- Born: Marion Herbert Hoover April 29, 1891 Pickaway County, Ohio, U.S.
- Died: March 12, 1952 (aged 60) Columbus, Ohio, U.S.
- Resting place: South Bloomfield Cemetery South Bloomfield, Ohio, U.S.
- Occupations: Politician; salesman;
- Political party: Republican
- Spouse(s): Julia ​ ​(m. 1914; div. 1952)​ Lois C. ​ ​(m. 1937; div. 1952)​
- Children: 2

= M. Herbert Hoover =

American politician (died 1952)

Marion Herbert Hoover (known as M. Herbert Hoover or Herbert Hoover; April 29, 1891 – March 12, 1952) of Akron, Ohio, was an American politician of the Republican party who ran unsuccessfully for a number of elective offices in Ohio. In 1944, Hoover was the Republican nominee in the election for Lieutenant Governor of Ohio.

Despite his name, he was not related to Herbert Hoover, the president of the United States from 1929 to 1933. Starting with the 1940 campaign, he dropped his first initial for campaign purposes, calling himself only "Herbert Hoover".

==Early life==
Marion Herbert Hoover was born on April 29, 1891, in Pickaway County, Ohio.

(Records of labeled boxes)

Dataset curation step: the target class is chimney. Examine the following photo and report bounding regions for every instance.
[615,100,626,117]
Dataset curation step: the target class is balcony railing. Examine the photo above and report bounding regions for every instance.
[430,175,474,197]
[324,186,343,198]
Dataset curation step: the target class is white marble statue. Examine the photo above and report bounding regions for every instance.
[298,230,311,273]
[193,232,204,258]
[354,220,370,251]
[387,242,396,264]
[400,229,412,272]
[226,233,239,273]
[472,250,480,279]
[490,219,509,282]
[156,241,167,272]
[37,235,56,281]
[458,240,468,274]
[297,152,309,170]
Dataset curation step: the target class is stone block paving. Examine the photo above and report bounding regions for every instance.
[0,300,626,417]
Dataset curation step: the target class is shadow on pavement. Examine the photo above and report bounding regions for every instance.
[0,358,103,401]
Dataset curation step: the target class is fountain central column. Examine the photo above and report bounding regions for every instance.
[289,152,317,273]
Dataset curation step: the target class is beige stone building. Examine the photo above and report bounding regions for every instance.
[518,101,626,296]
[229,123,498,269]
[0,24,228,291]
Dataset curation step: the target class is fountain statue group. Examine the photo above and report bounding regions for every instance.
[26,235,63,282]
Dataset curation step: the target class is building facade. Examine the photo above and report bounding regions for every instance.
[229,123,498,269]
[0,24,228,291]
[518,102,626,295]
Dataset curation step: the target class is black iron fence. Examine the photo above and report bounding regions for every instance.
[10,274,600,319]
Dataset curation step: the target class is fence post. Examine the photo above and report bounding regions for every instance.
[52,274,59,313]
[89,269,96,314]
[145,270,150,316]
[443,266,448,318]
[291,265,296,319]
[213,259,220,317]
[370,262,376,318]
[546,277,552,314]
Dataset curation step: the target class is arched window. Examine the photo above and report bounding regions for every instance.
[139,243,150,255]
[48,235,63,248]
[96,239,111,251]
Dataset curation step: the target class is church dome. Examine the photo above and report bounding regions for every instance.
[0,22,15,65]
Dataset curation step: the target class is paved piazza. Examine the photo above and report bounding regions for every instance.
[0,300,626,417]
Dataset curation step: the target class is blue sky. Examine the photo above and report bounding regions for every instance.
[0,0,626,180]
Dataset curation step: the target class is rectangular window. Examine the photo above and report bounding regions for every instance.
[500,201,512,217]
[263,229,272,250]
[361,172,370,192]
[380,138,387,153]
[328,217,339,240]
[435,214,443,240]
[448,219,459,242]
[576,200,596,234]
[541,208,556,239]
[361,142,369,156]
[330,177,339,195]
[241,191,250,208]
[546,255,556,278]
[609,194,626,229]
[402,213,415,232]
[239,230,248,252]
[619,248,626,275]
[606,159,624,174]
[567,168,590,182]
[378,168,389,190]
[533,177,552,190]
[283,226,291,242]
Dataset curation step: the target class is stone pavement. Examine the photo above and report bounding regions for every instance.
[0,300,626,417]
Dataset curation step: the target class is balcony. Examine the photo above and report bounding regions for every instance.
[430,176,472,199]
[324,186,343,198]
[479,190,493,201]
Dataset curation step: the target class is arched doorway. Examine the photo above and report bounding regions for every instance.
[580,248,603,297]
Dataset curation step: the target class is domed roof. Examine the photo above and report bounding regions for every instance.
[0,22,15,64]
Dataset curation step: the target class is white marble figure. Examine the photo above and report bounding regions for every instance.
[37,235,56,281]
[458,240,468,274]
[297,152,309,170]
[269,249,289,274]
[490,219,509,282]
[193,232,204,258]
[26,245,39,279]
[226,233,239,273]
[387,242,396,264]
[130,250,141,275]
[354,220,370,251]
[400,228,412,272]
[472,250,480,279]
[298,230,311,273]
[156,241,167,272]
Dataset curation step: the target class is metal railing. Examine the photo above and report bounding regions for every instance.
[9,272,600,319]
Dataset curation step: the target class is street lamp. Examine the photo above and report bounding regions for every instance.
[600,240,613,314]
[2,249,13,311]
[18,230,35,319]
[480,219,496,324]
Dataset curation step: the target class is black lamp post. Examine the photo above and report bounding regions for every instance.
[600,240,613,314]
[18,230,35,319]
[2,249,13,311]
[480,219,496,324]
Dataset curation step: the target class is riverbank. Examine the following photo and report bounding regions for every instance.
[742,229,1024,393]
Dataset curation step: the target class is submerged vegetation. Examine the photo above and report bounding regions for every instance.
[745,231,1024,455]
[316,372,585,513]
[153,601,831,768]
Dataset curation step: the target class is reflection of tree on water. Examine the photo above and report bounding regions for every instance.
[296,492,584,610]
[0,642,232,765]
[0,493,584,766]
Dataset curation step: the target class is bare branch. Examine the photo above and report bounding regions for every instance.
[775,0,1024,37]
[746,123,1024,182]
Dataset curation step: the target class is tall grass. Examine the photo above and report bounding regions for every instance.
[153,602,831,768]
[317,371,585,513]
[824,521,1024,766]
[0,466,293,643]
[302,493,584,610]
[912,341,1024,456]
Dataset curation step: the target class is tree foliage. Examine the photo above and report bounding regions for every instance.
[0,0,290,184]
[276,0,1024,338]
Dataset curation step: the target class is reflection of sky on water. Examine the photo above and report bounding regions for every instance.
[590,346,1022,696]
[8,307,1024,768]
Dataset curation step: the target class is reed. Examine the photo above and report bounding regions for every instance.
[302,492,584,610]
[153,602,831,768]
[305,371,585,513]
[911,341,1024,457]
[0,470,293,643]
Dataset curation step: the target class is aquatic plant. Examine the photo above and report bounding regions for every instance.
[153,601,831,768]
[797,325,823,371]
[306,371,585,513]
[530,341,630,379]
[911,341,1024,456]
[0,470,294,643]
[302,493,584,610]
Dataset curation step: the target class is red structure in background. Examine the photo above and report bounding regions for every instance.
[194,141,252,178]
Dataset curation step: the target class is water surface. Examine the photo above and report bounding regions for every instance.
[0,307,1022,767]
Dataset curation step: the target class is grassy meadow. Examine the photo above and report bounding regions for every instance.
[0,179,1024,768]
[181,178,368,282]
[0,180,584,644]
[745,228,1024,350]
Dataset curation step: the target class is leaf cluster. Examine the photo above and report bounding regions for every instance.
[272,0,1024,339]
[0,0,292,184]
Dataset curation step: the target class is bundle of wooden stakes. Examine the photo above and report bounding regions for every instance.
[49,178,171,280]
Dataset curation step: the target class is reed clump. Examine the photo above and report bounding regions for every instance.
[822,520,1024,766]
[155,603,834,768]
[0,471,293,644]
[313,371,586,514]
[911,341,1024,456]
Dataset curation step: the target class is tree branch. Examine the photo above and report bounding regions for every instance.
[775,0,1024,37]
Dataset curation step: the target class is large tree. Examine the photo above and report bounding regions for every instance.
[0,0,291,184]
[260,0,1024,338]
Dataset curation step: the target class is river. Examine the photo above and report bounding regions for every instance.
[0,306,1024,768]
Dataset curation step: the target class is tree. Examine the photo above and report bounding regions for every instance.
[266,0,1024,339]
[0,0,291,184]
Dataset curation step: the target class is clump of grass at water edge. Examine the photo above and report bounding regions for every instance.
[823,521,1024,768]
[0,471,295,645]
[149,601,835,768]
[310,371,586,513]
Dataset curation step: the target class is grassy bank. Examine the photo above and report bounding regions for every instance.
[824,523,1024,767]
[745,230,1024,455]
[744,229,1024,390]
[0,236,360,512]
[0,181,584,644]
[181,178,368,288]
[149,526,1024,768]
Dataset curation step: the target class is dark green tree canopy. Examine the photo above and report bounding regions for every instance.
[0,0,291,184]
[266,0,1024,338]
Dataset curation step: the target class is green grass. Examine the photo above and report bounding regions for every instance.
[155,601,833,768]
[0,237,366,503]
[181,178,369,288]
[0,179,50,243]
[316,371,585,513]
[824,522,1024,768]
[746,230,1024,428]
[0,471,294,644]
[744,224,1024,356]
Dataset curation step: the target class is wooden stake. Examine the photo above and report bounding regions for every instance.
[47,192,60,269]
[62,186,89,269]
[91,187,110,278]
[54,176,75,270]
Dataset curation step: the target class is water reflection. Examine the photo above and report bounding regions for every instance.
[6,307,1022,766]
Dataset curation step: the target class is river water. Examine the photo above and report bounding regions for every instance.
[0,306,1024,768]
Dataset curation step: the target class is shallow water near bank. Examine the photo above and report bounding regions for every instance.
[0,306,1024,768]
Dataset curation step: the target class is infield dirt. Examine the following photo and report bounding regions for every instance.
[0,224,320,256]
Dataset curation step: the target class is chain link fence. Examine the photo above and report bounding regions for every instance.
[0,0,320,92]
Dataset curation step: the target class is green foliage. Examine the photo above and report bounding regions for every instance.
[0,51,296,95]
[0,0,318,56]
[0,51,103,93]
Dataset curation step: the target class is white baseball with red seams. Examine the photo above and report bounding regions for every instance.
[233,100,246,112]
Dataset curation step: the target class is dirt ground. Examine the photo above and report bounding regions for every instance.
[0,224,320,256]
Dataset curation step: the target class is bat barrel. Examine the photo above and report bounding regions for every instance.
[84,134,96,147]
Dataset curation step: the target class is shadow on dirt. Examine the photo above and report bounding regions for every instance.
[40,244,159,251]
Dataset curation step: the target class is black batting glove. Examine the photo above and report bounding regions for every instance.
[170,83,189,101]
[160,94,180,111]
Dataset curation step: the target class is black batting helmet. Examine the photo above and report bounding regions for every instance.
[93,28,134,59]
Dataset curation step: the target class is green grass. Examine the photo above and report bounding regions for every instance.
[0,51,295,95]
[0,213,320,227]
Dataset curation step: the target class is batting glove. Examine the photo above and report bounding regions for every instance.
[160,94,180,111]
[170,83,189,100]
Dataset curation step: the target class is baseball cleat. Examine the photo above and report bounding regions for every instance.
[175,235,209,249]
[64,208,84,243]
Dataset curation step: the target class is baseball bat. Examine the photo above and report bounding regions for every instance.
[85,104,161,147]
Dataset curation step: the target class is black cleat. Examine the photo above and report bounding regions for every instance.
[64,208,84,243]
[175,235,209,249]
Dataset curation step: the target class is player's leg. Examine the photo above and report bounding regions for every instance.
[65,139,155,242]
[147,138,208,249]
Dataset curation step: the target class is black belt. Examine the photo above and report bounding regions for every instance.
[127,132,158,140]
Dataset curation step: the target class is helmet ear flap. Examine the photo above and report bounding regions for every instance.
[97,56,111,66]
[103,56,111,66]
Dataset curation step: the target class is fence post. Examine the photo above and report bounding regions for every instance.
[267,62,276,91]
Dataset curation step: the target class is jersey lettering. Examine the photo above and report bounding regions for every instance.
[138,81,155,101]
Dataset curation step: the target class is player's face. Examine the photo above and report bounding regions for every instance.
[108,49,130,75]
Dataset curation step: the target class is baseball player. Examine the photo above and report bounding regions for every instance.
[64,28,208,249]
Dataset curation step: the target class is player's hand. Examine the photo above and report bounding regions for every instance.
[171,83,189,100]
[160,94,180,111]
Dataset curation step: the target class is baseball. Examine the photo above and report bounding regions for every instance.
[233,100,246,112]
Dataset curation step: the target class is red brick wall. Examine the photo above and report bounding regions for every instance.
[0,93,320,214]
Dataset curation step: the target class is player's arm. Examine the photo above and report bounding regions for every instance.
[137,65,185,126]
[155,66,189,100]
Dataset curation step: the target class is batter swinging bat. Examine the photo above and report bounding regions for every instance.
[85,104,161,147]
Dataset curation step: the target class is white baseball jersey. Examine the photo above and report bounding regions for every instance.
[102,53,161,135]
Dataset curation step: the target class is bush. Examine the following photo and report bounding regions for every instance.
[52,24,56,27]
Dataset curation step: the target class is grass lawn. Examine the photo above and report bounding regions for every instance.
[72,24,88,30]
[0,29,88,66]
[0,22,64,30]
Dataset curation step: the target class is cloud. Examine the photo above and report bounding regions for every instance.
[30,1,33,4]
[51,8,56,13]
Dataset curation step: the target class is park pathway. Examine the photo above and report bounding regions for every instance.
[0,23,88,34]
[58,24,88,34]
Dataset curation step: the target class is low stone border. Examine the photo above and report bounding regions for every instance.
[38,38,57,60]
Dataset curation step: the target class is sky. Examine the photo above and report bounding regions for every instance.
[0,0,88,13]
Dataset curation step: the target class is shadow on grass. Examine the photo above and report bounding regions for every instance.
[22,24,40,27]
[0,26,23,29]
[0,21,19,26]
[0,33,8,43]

DIRECTIONS> Reproduce the passage from the M. Herbert Hoover biography above, word for word, from "- Resting place: South" to "Governor of Ohio.".

WRITTEN SOLUTION>
- Resting place: South Bloomfield Cemetery South Bloomfield, Ohio, U.S.
- Occupations: Politician; salesman;
- Political party: Republican
- Spouse(s): Julia ​ ​(m. 1914; div. 1952)​ Lois C. ​ ​(m. 1937; div. 1952)​
- Children: 2

= M. Herbert Hoover =

American politician (died 1952)

Marion Herbert Hoover (known as M. Herbert Hoover or Herbert Hoover; April 29, 1891 – March 12, 1952) of Akron, Ohio, was an American politician of the Republican party who ran unsuccessfully for a number of elective offices in Ohio. In 1944, Hoover was the Republican nominee in the election for Lieutenant Governor of Ohio.